◆ Задание: Напишите продолжение приведенного ниже интервью с Александром Шелудяковым, начиная сразу после его последнего предложения.

◆ Фрагмент текста:
Александр Шелудяков: С приговором я не согласен категорически

Новости Тольятти augustnews.ru

Мы продолжаем следить за судьбой бывшего начальника ГАИ Тольятти Александра Шелудякова. Напомним: он был переведен в Мордовию, где возглавил госавтоинспекцию республики. Именно там полковника обвинили в совершении тяжких преступлений, судили и вынесли суровый приговор, который еще не вступил в законную силу.

Это интервью с Александром Анатольевичем, находящимся сейчас в следственном изоляторе Саранска, подготовила его адвокат. Учитывая интерес тольяттинцев к Шелудякову (о чем свидетельствуют многочисленные отклики), мы публикуем текст с небольшими сокращениями.

– Александр Анатольевич, недавно судебным решением вы наказаны за ряд преступлений, в том числе получение и дачу взятки. Ваше отношение к приговору? Вы его обжаловали?

– С приговором категорически не согласен. Обжаловал его в апелляционном порядке. Не касаясь пока его доказательственной «состоятельности», сами посудите: мне срок наказания определен 10 лет неволи – больше, чем за убийство. Хотя в моем случае никто не погиб, ущерба нет, я пенсионер, служению в органах внутренних дел отдал всю свою жизнь, в том числе был участником боевых действий. Моя служба была безупречной, что подтверждается длинным перечнем государственных наград. Все это по закону называется обстоятельствами, смягчающими наказание. Но для меня они не учтены, и наказан я как особо опасный рецидивист – жестко, сурово. С таким произвольным подходом не исключался и вариант пожизненного заключения. Определенный тон в решении вопроса о моем наказании задал в суде прокурор, просивший для меня аж 15 лет неволи.

– Но он же прокурор, он всегда просит по всей строгости закона наказать.

– Не забывайте: по всей строгости, но на основе закона – должен просить прокурор. Прокурор же, который просил так жестко меня наказать, он и на суде то не был. Суд шел многие месяцы, а прокурор Мяльдзин, запросивший мне наказание хорошо поставленным голосом, как выразился Исякаев, «по самые гланды», был всего-то на двух судебных заседаниях – на первом и на последнем.

На первом заседании он показался при чтении обвинительного заключения, а на последнем – отмерил мне наказание, не зная хода и результатов судебного следствия. Как в той известной песне, без суда и следствия, в моем случае – без судебного следствия прокурор по ему лишь ведомой информации делал выводы о том, что проходило в суде. Как минимум высокопоставленный прокурор нарушал требования приказа генерального прокурора страны «Об участии прокуроров в судебных стадиях уголовного судопроизводства». Этот приказ предписывает государственным обвинителям заблаговременно готовиться к судебному заседанию, беспристрастно оценивать совокупность имеющихся доказательств, активно участвовать в исследовании представляемых доказательств. При формировании своей позиции относительно наказания руководствоваться требованиями закона о его соразмерности и справедливости, учитывать характер и степень общественной опасности преступления, личность виновного, а также смягчающие и отягчающие вину обстоятельства.

◆ Исходные данные:
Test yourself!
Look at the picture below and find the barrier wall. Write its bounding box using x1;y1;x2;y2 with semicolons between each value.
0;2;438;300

◆ Ответ на задание:
Между тем если бы прокурор Мяльдзин был бы в суде и участвовал в исследовании доказательств, то узнал бы, например, принципиально новую для него информацию, которая, возможно, помешала бы ему занять произвольную в отношении меня позицию. В частности, как можно было просить суд меня осудить и наказать за получение взяток от Мусатова и Мотякина через Астунина 19 октября 2014 года, если в указанное сначала в обвинении, а затем и в приговоре время меня не было не только в служебном кабинете, где якобы мне передавались взятки от указанных лиц, но и в здании ГИБДД Мордовии? Это в суде было подтверждено исследованными данными оперативно-разыскной деятельности, по которым в то время, когда якобы Астунин мне передавал взятки от Мусатова и Мотякина, по громкой связи Астунин известил все посты о том, что я еду в Рузаевку. После чего Астунин полученные им деньги положил в карман, вышел на улицу, сел в машину и уехал, а Мусатов звонил операм и сообщил, что комбат с собой повезет, спрашивая, могут ли его сегодня принять.

Эту информацию, полностью опровергающую мою виновность в получении денег через Астунина от Мусатова и Мотякина, прокурор бы услышал при оглашении протокола осмотра фонограммы и увидел бы при просмотре записи разговоров и действий от 19.10.2013 года между Астуниным, Мусатовым, Мотякиным и Шахиным, содержащейся на самом диске №137.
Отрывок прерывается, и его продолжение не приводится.